• Sobre el ejercicio:
Copia completo y sin ningún cambio el texto de abajo sobre la protesta ciudadana.

Y, sin embargo, y por muy mal que estén las cosas, la experiencia nos demuestra que es raro que fructifique cualquier movimiento de protesta ciudadana, hasta el punto de provocar cambios estructurales. En general, tanto esfuerzo, tanta movilización, suele quedar en nada. Los impulsos de cambio, frenéticos en un principio, se atemperan y reconducen con el tiempo, hasta caer en un olvido que sólo conserva un eco de romanticismo y añoranza. Unos pocos protagonistas quedan aparcados en cunetas coloristas repletas de mensajes de paz y amor, bienintencionados y estériles, mientras la mayoría vuelve (volvemos) al redil de las aulas, hipotecas y oficinas.
 
 

Esta es la clave que intento dilucidar: ¿por qué es tan complicado movilizar la calle en una protesta generalizada, constante y fértil? Motivos hay, lo hemos dicho. Si los que protestan tienen razón ¿cómo se explica que no prosperen las propuestas de regeneración? ¿Qué fuerza actúa en contra?

Lo primero que conviene recordar es lo difícil que resulta luchar contra el sistema. La mayoría de la población sabe (o malinterpreta) de la realidad lo que la pantalla de televisión les muestra. Si el poder domina los medios de comunicación, lo más probable es que el mensaje no cale en una ciudadanía "dis-traída" de lo que está pasando en la calle. Hay una excepción reciente: los movimientos de protesta contra los desahucios, que sí están teniendo éxito, y una fuerte repercusión mediática. Veremos el porqué.

• Datos proporcionados:

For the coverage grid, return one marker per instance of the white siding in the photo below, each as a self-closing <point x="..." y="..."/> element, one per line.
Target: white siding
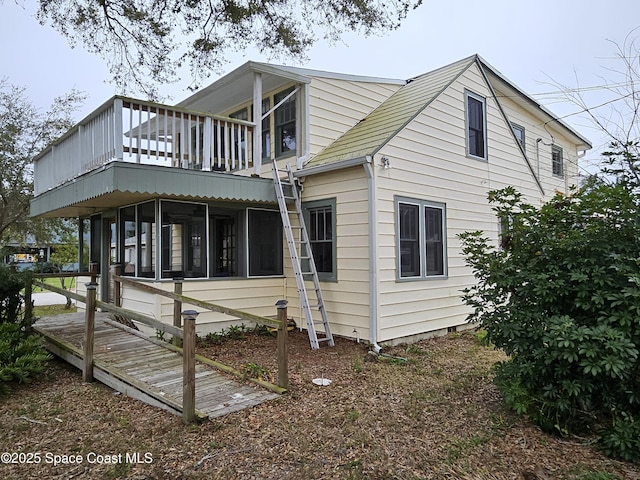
<point x="347" y="300"/>
<point x="256" y="295"/>
<point x="429" y="162"/>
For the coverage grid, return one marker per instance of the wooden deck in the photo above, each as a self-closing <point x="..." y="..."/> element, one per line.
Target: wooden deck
<point x="143" y="368"/>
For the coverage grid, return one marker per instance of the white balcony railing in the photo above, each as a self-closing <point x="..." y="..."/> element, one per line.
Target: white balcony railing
<point x="135" y="131"/>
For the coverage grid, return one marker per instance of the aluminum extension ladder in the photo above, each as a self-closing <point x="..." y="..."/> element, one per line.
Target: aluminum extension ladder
<point x="301" y="255"/>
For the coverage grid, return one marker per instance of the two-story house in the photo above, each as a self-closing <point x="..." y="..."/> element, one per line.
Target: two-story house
<point x="389" y="171"/>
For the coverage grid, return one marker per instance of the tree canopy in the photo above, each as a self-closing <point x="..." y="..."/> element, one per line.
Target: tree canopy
<point x="145" y="42"/>
<point x="24" y="132"/>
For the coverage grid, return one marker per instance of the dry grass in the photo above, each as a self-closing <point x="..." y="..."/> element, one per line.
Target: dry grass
<point x="438" y="416"/>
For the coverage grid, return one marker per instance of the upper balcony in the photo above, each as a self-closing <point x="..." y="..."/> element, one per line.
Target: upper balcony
<point x="135" y="131"/>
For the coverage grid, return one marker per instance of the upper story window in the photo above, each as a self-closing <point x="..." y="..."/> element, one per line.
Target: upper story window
<point x="320" y="220"/>
<point x="518" y="131"/>
<point x="285" y="124"/>
<point x="557" y="167"/>
<point x="266" y="132"/>
<point x="476" y="125"/>
<point x="421" y="237"/>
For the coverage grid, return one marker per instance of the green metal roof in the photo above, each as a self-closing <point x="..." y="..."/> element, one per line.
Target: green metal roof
<point x="383" y="123"/>
<point x="121" y="183"/>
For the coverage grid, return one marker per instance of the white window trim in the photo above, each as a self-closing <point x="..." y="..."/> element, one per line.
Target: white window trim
<point x="422" y="239"/>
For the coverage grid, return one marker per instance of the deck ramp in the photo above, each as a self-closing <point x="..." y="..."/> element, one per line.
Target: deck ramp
<point x="144" y="369"/>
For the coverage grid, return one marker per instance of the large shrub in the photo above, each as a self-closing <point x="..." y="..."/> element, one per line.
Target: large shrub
<point x="10" y="299"/>
<point x="561" y="296"/>
<point x="21" y="355"/>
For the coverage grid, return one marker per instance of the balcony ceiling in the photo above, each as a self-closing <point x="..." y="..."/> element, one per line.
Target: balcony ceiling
<point x="236" y="87"/>
<point x="119" y="183"/>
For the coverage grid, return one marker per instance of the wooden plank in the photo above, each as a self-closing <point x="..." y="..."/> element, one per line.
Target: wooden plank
<point x="122" y="376"/>
<point x="147" y="369"/>
<point x="199" y="303"/>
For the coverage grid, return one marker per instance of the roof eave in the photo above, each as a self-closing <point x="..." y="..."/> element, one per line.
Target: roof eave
<point x="332" y="166"/>
<point x="582" y="142"/>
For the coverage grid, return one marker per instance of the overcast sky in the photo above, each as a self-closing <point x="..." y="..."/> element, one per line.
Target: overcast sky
<point x="533" y="44"/>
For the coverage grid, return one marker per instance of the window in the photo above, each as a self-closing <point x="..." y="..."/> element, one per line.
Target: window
<point x="146" y="225"/>
<point x="421" y="238"/>
<point x="224" y="247"/>
<point x="183" y="239"/>
<point x="127" y="240"/>
<point x="265" y="242"/>
<point x="476" y="126"/>
<point x="95" y="238"/>
<point x="320" y="220"/>
<point x="518" y="131"/>
<point x="556" y="161"/>
<point x="285" y="124"/>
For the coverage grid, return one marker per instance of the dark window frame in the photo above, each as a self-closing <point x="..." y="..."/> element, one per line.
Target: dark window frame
<point x="322" y="207"/>
<point x="519" y="128"/>
<point x="557" y="161"/>
<point x="476" y="128"/>
<point x="417" y="239"/>
<point x="285" y="120"/>
<point x="254" y="262"/>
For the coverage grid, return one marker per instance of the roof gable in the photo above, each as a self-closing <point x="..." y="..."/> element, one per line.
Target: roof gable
<point x="382" y="124"/>
<point x="374" y="131"/>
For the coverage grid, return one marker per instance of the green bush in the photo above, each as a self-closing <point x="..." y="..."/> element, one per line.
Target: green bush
<point x="561" y="296"/>
<point x="21" y="355"/>
<point x="10" y="299"/>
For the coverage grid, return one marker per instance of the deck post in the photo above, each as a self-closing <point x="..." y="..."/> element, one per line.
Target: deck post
<point x="89" y="322"/>
<point x="177" y="310"/>
<point x="116" y="270"/>
<point x="283" y="346"/>
<point x="93" y="270"/>
<point x="189" y="366"/>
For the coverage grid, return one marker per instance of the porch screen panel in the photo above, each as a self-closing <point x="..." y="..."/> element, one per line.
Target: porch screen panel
<point x="128" y="240"/>
<point x="95" y="250"/>
<point x="146" y="233"/>
<point x="184" y="240"/>
<point x="265" y="242"/>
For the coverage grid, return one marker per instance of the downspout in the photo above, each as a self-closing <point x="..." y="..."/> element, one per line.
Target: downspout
<point x="373" y="257"/>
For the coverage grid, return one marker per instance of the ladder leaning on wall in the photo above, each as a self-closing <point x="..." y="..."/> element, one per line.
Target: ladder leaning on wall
<point x="301" y="256"/>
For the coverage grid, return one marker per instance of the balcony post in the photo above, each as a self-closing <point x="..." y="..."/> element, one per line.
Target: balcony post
<point x="206" y="147"/>
<point x="257" y="120"/>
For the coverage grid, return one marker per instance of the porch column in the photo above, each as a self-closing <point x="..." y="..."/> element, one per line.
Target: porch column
<point x="257" y="120"/>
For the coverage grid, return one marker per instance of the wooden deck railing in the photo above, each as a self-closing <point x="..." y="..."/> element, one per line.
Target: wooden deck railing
<point x="187" y="334"/>
<point x="129" y="130"/>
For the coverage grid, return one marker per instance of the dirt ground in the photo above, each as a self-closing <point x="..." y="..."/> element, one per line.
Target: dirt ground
<point x="426" y="411"/>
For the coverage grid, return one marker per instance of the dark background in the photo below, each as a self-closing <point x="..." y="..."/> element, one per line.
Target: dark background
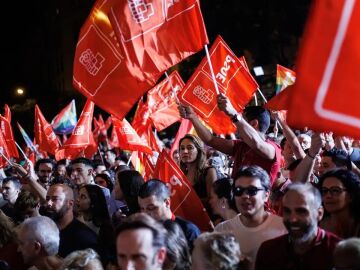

• Solución del ejercicio:
Y, sin embargo, y por muy mal que estén las cosas, la experiencia nos demuestra que es raro que fructifique cualquier movimiento de protesta ciudadana, hasta el punto de provocar cambios estructurales. En general, tanto esfuerzo, tanta movilización, suele quedar en nada. Los impulsos de cambio, frenéticos en un principio, se atemperan y reconducen con el tiempo, hasta caer en un olvido que sólo conserva un eco de romanticismo y añoranza. Unos pocos protagonistas quedan aparcados en cunetas coloristas repletas de mensajes de paz y amor, bienintencionados y estériles, mientras la mayoría vuelve (volvemos) al redil de las aulas, hipotecas y oficinas.
 
 

Esta es la clave que intento dilucidar: ¿por qué es tan complicado movilizar la calle en una protesta generalizada, constante y fértil? Motivos hay, lo hemos dicho. Si los que protestan tienen razón ¿cómo se explica que no prosperen las propuestas de regeneración? ¿Qué fuerza actúa en contra?

Lo primero que conviene recordar es lo difícil que resulta luchar contra el sistema. La mayoría de la población sabe (o malinterpreta) de la realidad lo que la pantalla de televisión les muestra. Si el poder domina los medios de comunicación, lo más probable es que el mensaje no cale en una ciudadanía "dis-traída" de lo que está pasando en la calle. Hay una excepción reciente: los movimientos de protesta contra los desahucios, que sí están teniendo éxito, y una fuerte repercusión mediática. Veremos el porqué.